Goal of the exercise
Update every row below by replacing "benchmark" with "evaluation", leaving all other text unchanged.

****************************************

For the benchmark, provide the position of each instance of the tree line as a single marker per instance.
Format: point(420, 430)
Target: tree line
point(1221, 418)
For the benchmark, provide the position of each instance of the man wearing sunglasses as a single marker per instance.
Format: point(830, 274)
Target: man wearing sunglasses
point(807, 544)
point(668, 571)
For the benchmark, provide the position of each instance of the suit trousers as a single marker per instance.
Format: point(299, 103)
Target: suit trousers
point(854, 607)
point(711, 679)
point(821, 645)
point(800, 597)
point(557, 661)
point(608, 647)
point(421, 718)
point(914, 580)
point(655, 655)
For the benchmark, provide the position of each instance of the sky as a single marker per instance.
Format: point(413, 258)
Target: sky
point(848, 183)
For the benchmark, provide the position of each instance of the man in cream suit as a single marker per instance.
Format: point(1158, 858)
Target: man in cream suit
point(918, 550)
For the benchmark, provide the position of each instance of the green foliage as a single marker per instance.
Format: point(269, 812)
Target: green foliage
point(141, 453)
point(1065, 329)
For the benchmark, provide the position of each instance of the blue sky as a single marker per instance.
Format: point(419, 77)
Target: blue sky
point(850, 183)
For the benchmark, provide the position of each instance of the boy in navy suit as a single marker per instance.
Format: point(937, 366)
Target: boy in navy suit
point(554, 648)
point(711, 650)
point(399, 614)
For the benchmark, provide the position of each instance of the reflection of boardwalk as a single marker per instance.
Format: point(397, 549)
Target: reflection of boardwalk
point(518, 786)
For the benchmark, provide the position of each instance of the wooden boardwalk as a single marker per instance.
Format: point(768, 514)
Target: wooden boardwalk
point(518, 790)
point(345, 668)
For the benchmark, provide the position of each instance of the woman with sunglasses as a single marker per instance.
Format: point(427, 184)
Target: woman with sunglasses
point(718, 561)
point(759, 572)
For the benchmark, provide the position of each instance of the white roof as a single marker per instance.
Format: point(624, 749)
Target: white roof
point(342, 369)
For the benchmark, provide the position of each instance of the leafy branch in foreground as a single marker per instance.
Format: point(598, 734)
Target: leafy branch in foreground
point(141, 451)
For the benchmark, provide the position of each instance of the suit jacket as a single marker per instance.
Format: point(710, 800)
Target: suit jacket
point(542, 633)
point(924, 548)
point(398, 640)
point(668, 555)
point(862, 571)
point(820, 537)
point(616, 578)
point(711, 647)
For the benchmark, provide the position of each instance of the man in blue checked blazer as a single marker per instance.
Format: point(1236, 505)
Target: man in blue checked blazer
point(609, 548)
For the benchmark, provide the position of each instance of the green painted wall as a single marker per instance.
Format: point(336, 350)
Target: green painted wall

****************************************

Task output
For the evaluation, provide the position of each instance of the tree line as a single marker per instance.
Format: point(420, 430)
Target: tree line
point(1221, 418)
For the evaluation, provide the position of each instance of the man wearing sunglasses as a single marker per instance.
Format: point(830, 274)
Target: man wearing sunglasses
point(807, 544)
point(668, 571)
For the evaluation, provide the position of each instance of the suit trousers as a single marker per instance.
Format: point(299, 103)
Target: suit trousers
point(854, 607)
point(711, 679)
point(821, 645)
point(800, 597)
point(557, 661)
point(608, 647)
point(421, 718)
point(914, 580)
point(655, 655)
For the evaluation, provide the position of each instance of the sky as a single marker per instance.
Format: point(413, 258)
Target: sky
point(848, 183)
For the evaluation, provide the position of each instance of the man in cream suit as a single marker per instance.
Format: point(1158, 858)
Target: man in cream suit
point(918, 550)
For the evaluation, provide the position of each instance of the green foliage as a single marker per instance.
Format: point(269, 812)
Target: green foliage
point(141, 453)
point(1065, 329)
For the evaluation, provide the position of each instance of the blue sky as a single marker per instance.
Format: point(419, 77)
Target: blue sky
point(850, 183)
For the evaluation, provide the position of each instance of the boy in navy suit as a single marker per instance.
Format: point(937, 366)
Target: boy in navy suit
point(554, 648)
point(711, 650)
point(399, 614)
For the evaluation, provide the position of each instance of the reflection of boardwalk as a single marker per instance.
Format: point(397, 549)
Target: reflection of boardwalk
point(518, 786)
For the evaluation, provide the position of each instance of the wooden boardwalk as a single marker per instance.
Format: point(768, 514)
Target: wooden boardwalk
point(518, 790)
point(345, 668)
For the evaluation, provide the position of each instance of the woman with sunglasses as a single marker per instance.
Format: point(427, 184)
Target: woman with sunglasses
point(718, 561)
point(759, 572)
For the evaluation, provide the position of each instance of the white roof as a single marker per instance.
Format: point(624, 749)
Target: white roof
point(342, 369)
For the evaluation, provide the position of each instance of the leafy branch in foreground as a single marker per instance.
Format: point(598, 734)
Target: leafy branch in foreground
point(141, 451)
For the evaluation, provide the position of each instance of the suit jacket as a single marker per instance.
Format: point(710, 800)
Target: suit jacket
point(542, 633)
point(924, 548)
point(398, 640)
point(668, 555)
point(862, 571)
point(820, 537)
point(616, 578)
point(711, 647)
For the evaluation, provide the position of each instance of the man in blue checked blazer as a single marker per instance.
Format: point(1236, 505)
Target: man in blue checked blazer
point(609, 548)
For the evaluation, provide the position of each instance of the green painted wall as a single marker per instance.
Format: point(336, 350)
Target: green painted wall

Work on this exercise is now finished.